[Dataset entries]
Content starts
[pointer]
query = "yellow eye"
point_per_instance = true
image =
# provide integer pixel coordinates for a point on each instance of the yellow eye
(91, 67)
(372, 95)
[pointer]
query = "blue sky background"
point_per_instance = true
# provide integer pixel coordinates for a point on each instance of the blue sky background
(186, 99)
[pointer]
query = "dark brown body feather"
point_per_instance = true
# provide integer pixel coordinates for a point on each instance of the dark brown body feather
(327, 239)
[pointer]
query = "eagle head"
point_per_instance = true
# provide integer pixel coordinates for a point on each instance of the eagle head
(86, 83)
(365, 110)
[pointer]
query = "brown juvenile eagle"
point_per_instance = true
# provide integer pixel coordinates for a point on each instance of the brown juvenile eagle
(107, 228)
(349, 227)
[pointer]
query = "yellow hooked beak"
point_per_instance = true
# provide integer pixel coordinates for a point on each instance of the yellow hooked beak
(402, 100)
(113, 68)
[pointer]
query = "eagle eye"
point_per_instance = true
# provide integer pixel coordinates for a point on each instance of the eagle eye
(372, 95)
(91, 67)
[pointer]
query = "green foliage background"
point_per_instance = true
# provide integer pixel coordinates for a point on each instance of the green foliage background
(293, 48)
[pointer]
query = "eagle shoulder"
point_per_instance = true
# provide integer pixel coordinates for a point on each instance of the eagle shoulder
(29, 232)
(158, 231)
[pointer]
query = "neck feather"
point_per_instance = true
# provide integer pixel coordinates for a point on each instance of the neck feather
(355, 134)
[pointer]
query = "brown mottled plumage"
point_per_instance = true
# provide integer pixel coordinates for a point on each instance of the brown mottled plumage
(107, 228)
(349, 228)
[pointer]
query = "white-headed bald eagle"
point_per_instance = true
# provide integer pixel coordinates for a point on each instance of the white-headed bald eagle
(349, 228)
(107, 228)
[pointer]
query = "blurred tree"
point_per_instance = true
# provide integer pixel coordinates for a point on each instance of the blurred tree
Content ends
▶ **Problem statement**
Show every line of the entries above where the word "tree" occurs.

▶ **Task solution**
query = "blurred tree"
# provide integer pixel coordinates for a point on each instance of the blurred tree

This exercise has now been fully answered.